§ Aim of the task
Count the lines in the entries below that contain the string "shirt", treating uppercase and lowercase as different. Reply with the number only.

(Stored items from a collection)
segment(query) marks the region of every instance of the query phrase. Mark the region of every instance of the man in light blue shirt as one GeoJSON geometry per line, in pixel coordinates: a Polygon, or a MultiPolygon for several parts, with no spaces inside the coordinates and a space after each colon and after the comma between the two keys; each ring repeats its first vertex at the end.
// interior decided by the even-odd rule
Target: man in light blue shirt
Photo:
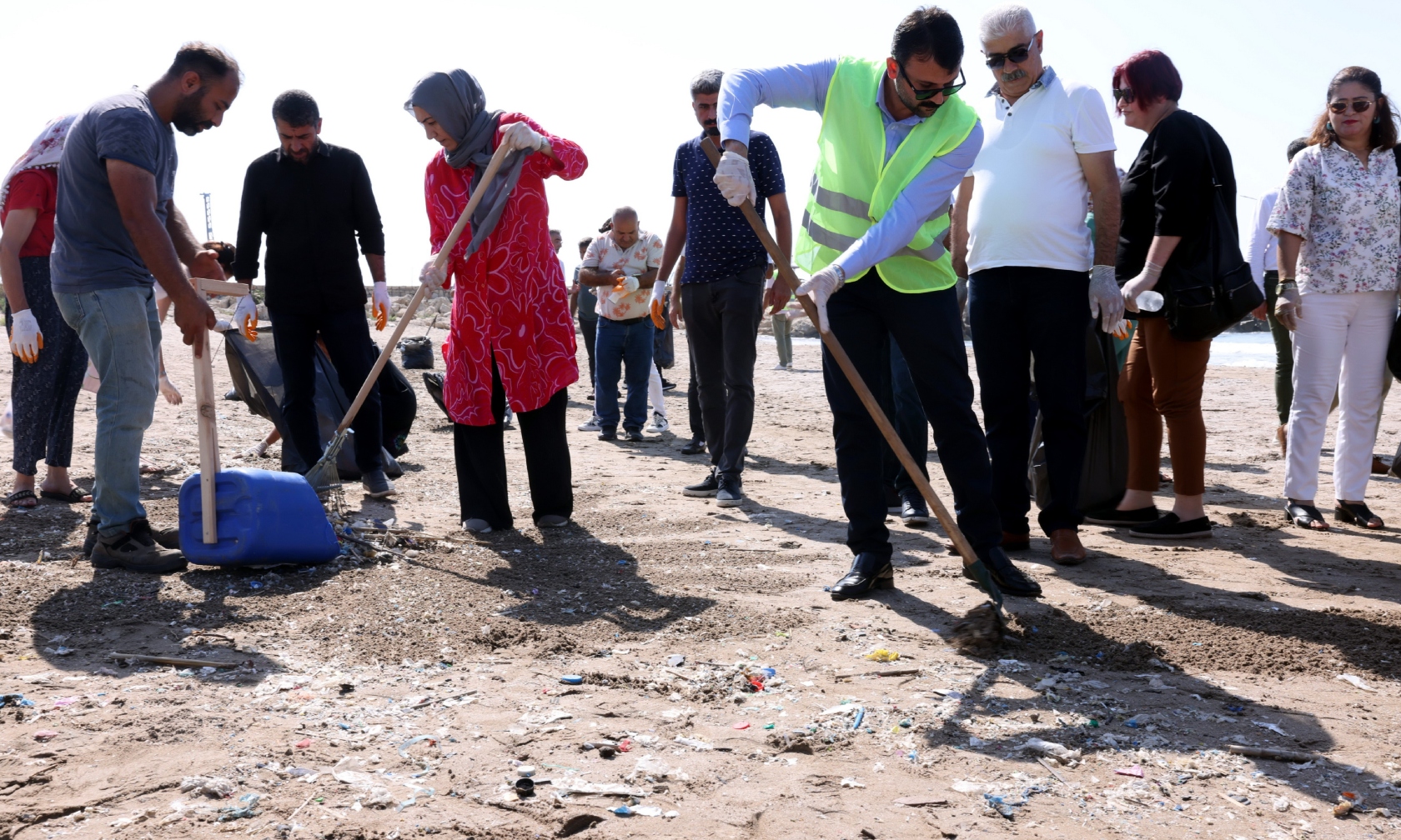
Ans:
{"type": "MultiPolygon", "coordinates": [[[[905,139],[962,87],[962,35],[948,13],[925,7],[901,21],[891,46],[892,57],[885,62],[887,70],[874,101],[884,127],[885,165],[891,164],[905,139]]],[[[754,106],[762,104],[824,112],[839,63],[832,59],[726,74],[719,122],[722,147],[733,155],[722,160],[716,183],[731,204],[743,203],[752,192],[752,179],[747,182],[748,168],[740,158],[748,141],[754,106]]],[[[957,113],[957,109],[951,112],[957,113]]],[[[930,134],[925,132],[922,136],[930,134]]],[[[934,428],[940,462],[954,490],[960,528],[1005,592],[1040,595],[1040,587],[1012,564],[999,545],[1002,529],[992,501],[988,448],[972,412],[972,382],[953,272],[944,265],[948,259],[944,245],[936,241],[922,248],[918,256],[929,260],[925,263],[929,277],[947,274],[946,288],[901,291],[874,270],[877,263],[911,253],[911,245],[923,225],[947,213],[950,195],[974,164],[981,146],[982,130],[974,123],[954,148],[929,160],[894,197],[890,209],[880,218],[871,217],[873,224],[841,249],[829,265],[815,270],[799,291],[810,294],[818,308],[820,326],[841,340],[873,389],[880,389],[890,375],[887,343],[894,342],[899,347],[934,428]]],[[[867,197],[856,196],[855,203],[864,203],[867,197]]],[[[869,213],[870,207],[864,210],[869,213]]],[[[818,228],[811,213],[804,214],[804,228],[814,241],[820,235],[827,242],[832,241],[831,231],[818,228]]],[[[908,266],[905,263],[899,269],[905,277],[912,272],[908,266]]],[[[926,287],[940,284],[927,283],[926,287]]],[[[892,549],[885,529],[880,433],[825,347],[822,367],[834,416],[842,507],[849,522],[846,543],[856,556],[850,571],[828,588],[832,598],[841,601],[864,595],[873,588],[892,587],[892,549]]]]}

§ Answer in full
2